Work request 1
In the patch email, copy out the passage that begins at the words "On Friday 08" and stops after "just uses __count_immobile_pages()", switching "Andrew Morton" to "A. Morton".
Work request 2
According to the patch email, which vmevent does the patch add to vmstats?

BEGIN Source text

Re: [PATCH v10] mm: compaction: handle incorrect MIGRATE_UNMOVABLEtype pageblocks

From: Bartlomiej Zolnierkiewicz
Date: Mon Jun 11 2012 - 06:37:53 EST


On Friday 08 June 2012 23:18:33 Andrew Morton wrote:
> On Fri, 08 Jun 2012 10:46:32 +0200
> Bartlomiej Zolnierkiewicz <b.zolnierkie@xxxxxxxxxxx> wrote:
>
> >
> > Hi,
> >
> > This version is much simpler as it just uses __count_immobile_pages()
> > instead of using its own open coded version and it integrates changes
> > from Minchan Kim (without page_count change as it doesn't seem correct
> > and __count_immobile_pages() does the check in the standard way; if it
> > still is a problem I think that removing 1st phase check altogether
> > would be better instead of adding more locking complexity).
> >
> > The patch also adds compact_rescued_unmovable_blocks vmevent to vmstats
> > to make it possible to easily check if the code is working in practice.
> >
> > Best regards,
> > --
> > Bartlomiej Zolnierkiewicz
> > Samsung Poland R&D Center
> >
> >
> > From: Bartlomiej Zolnierkiewicz <b.zolnierkie@xxxxxxxxxxx>
> > Subject: [PATCH v10] mm: compaction: handle incorrect MIGRATE_UNMOVABLE type pageblocks
> >
> > When MIGRATE_UNMOVABLE pages are freed from MIGRATE_UNMOVABLE
> > type pageblock (and some MIGRATE_MOVABLE pages are left in it)
> > waiting until an allocation takes ownership of the block may
> > take too long. The type of the pageblock remains unchanged
> > so the pageblock cannot be used as a migration target during
> > compaction.
> >
> > Fix it by:
> >
> > * Adding enum compact_mode (COMPACT_ASYNC_[MOVABLE,UNMOVABLE],
> > and COMPACT_SYNC) and then converting sync field in struct
> > compact_control to use it.
> >
> > * Adding nr_pageblocks_skipped field to struct compact_control
> > and tracking how many destination pageblocks were of
> > MIGRATE_UNMOVABLE type. If COMPACT_ASYNC_MOVABLE mode compaction
> > ran fully in try_to_compact_pages() (COMPACT_COMPLETE) it implies
> > that there is not a suitable page for allocation. In this case
> > then check how if there were enough MIGRATE_UNMOVABLE pageblocks
> > to try a second pass in COMPACT_ASYNC_UNMOVABLE mode.

END Source text
BEGIN Extracted entries

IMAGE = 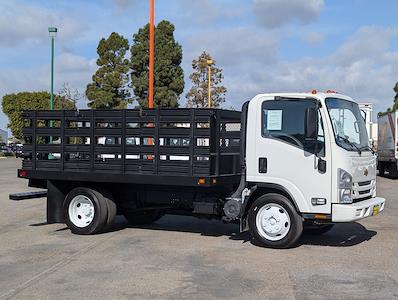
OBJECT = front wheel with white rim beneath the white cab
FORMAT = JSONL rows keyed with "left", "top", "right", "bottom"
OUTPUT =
{"left": 248, "top": 194, "right": 303, "bottom": 249}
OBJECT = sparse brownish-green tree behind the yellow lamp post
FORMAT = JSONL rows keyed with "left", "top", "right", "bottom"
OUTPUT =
{"left": 186, "top": 51, "right": 227, "bottom": 107}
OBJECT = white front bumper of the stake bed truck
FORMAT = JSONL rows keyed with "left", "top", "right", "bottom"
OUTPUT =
{"left": 332, "top": 197, "right": 386, "bottom": 222}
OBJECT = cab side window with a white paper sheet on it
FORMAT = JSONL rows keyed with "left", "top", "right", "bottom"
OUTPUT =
{"left": 262, "top": 99, "right": 325, "bottom": 156}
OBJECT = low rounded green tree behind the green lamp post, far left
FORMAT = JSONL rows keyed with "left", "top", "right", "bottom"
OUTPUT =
{"left": 2, "top": 92, "right": 75, "bottom": 139}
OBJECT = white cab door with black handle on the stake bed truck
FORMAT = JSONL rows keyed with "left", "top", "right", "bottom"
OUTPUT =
{"left": 255, "top": 98, "right": 332, "bottom": 213}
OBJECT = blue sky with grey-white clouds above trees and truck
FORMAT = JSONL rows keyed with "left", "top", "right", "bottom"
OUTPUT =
{"left": 0, "top": 0, "right": 398, "bottom": 134}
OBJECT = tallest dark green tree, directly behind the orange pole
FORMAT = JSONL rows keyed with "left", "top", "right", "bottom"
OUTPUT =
{"left": 130, "top": 21, "right": 184, "bottom": 108}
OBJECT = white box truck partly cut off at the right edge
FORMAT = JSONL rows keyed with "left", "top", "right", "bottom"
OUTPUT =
{"left": 377, "top": 112, "right": 398, "bottom": 177}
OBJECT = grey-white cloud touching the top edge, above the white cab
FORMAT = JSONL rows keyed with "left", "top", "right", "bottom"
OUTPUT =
{"left": 253, "top": 0, "right": 324, "bottom": 28}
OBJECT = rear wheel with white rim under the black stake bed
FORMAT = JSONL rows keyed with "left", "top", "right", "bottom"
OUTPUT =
{"left": 63, "top": 187, "right": 108, "bottom": 235}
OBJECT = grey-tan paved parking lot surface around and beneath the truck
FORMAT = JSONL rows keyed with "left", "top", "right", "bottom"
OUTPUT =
{"left": 0, "top": 158, "right": 398, "bottom": 299}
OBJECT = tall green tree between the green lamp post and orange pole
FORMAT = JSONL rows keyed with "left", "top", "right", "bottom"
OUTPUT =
{"left": 86, "top": 32, "right": 131, "bottom": 109}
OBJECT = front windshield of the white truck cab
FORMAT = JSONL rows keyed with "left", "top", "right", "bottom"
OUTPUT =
{"left": 326, "top": 98, "right": 370, "bottom": 152}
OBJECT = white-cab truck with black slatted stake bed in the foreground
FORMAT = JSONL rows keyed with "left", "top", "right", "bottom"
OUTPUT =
{"left": 18, "top": 93, "right": 385, "bottom": 248}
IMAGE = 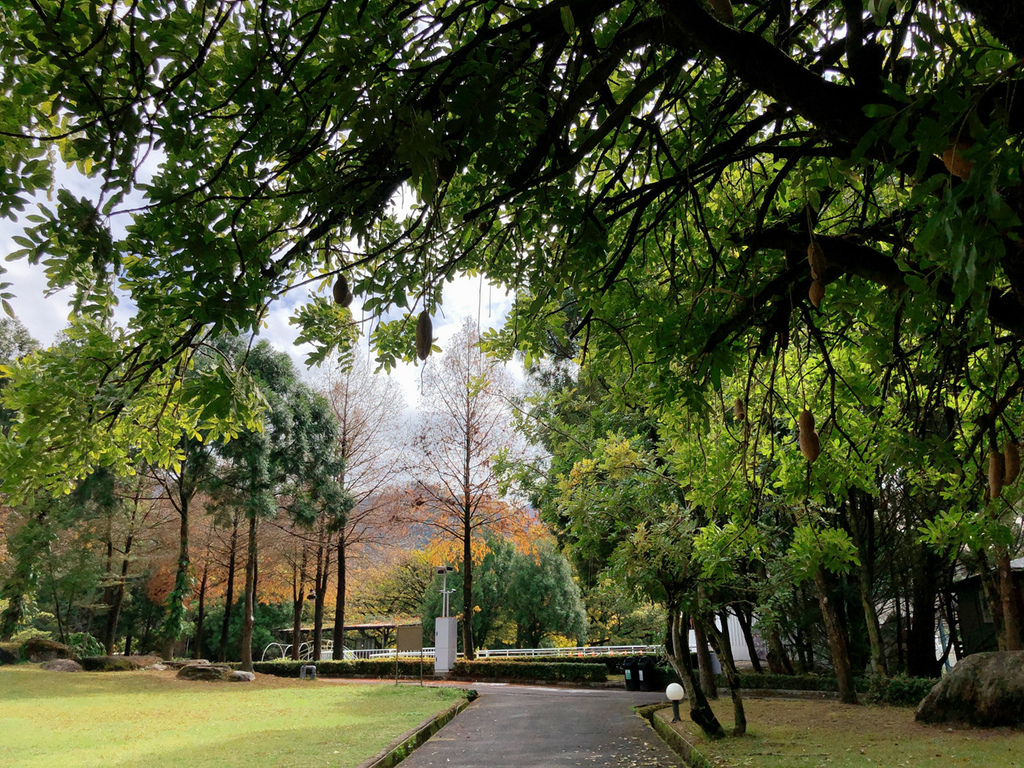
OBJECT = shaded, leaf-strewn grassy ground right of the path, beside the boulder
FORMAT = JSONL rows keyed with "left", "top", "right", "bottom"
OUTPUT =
{"left": 656, "top": 698, "right": 1024, "bottom": 768}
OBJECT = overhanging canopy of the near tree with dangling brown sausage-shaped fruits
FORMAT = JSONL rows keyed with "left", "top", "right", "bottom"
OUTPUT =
{"left": 0, "top": 0, "right": 1024, "bottom": 487}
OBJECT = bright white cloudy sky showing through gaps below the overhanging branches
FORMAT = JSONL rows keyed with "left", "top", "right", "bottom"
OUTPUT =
{"left": 0, "top": 172, "right": 522, "bottom": 408}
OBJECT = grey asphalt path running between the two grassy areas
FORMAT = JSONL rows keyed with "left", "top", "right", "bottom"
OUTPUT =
{"left": 401, "top": 683, "right": 682, "bottom": 768}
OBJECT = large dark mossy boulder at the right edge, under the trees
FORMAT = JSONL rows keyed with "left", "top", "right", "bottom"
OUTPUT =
{"left": 915, "top": 650, "right": 1024, "bottom": 727}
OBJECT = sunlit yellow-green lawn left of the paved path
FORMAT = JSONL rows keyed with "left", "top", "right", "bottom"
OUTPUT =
{"left": 0, "top": 666, "right": 462, "bottom": 768}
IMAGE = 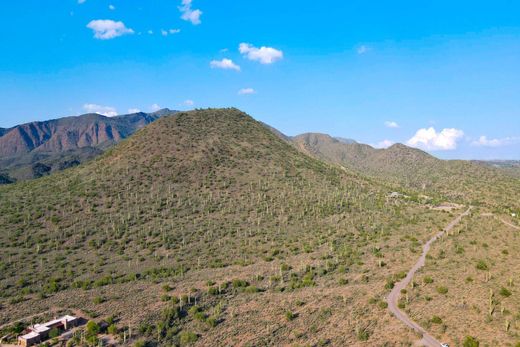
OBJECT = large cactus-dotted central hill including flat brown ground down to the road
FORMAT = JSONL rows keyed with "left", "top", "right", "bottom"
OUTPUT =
{"left": 0, "top": 109, "right": 444, "bottom": 346}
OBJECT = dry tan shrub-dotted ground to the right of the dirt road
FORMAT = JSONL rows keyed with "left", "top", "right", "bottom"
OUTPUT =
{"left": 407, "top": 213, "right": 520, "bottom": 346}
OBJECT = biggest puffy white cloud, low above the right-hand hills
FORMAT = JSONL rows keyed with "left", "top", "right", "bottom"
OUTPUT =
{"left": 407, "top": 127, "right": 464, "bottom": 151}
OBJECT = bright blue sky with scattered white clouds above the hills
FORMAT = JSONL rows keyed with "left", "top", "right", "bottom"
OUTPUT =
{"left": 0, "top": 0, "right": 520, "bottom": 159}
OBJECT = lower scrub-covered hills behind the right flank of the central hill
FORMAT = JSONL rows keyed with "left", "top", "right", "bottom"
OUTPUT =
{"left": 292, "top": 134, "right": 520, "bottom": 209}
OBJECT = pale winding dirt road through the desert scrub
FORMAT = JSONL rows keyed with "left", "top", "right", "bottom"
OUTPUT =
{"left": 386, "top": 207, "right": 471, "bottom": 347}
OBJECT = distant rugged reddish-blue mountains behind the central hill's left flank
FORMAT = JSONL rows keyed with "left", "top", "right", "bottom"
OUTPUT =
{"left": 0, "top": 109, "right": 176, "bottom": 184}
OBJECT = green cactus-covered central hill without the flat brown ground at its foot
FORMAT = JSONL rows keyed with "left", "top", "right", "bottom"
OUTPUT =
{"left": 0, "top": 109, "right": 386, "bottom": 300}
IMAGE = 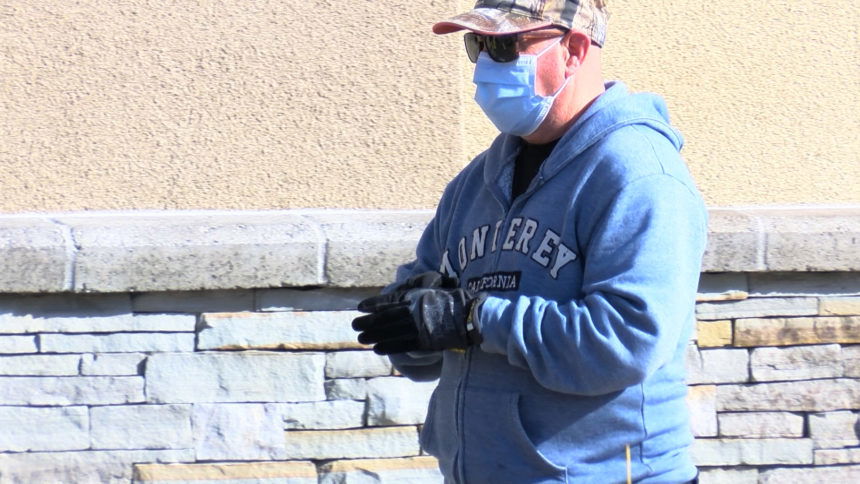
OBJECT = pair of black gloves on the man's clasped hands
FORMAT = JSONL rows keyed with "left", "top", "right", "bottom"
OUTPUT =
{"left": 352, "top": 287, "right": 483, "bottom": 355}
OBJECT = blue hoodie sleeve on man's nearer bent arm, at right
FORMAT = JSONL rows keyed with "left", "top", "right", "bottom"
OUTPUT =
{"left": 480, "top": 174, "right": 706, "bottom": 395}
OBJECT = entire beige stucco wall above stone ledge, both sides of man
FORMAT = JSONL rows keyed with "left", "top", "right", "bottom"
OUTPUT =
{"left": 0, "top": 0, "right": 860, "bottom": 212}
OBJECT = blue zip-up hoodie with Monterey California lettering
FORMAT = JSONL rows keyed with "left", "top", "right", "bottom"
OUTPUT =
{"left": 392, "top": 83, "right": 707, "bottom": 483}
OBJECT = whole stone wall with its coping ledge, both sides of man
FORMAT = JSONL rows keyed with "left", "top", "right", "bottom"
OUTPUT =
{"left": 0, "top": 208, "right": 860, "bottom": 484}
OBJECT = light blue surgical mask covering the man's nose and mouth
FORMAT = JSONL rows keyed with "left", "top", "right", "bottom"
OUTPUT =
{"left": 472, "top": 37, "right": 573, "bottom": 136}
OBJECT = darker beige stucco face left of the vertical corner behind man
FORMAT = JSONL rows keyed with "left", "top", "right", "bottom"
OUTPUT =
{"left": 0, "top": 0, "right": 460, "bottom": 212}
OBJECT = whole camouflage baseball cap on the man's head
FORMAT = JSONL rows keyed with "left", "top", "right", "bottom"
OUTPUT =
{"left": 433, "top": 0, "right": 609, "bottom": 47}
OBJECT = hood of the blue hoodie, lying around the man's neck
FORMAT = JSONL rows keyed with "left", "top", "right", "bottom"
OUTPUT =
{"left": 484, "top": 81, "right": 684, "bottom": 190}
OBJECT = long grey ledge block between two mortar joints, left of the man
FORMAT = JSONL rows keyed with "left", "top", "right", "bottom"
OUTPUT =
{"left": 62, "top": 212, "right": 324, "bottom": 292}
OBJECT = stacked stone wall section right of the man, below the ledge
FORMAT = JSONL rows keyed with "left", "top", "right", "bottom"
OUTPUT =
{"left": 687, "top": 272, "right": 860, "bottom": 483}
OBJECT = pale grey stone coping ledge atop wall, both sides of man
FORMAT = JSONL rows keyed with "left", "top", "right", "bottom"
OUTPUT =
{"left": 0, "top": 205, "right": 860, "bottom": 293}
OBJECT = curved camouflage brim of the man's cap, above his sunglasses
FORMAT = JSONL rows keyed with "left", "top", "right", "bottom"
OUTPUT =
{"left": 433, "top": 8, "right": 552, "bottom": 35}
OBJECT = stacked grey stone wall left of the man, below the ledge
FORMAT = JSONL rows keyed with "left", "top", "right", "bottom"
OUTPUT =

END Extracted entries

Your solution 1
On Friday 08 June 2012 23:18:33 A. Morton wrote:
> On Fri, 08 Jun 2012 10:46:32 +0200
> Bartlomiej Zolnierkiewicz <b.zolnierkie@xxxxxxxxxxx> wrote:
>
> >
> > Hi,
> >
> > This version is much simpler as it just uses __count_immobile_pages()

Your solution 2
compact_rescued_unmovable_blocks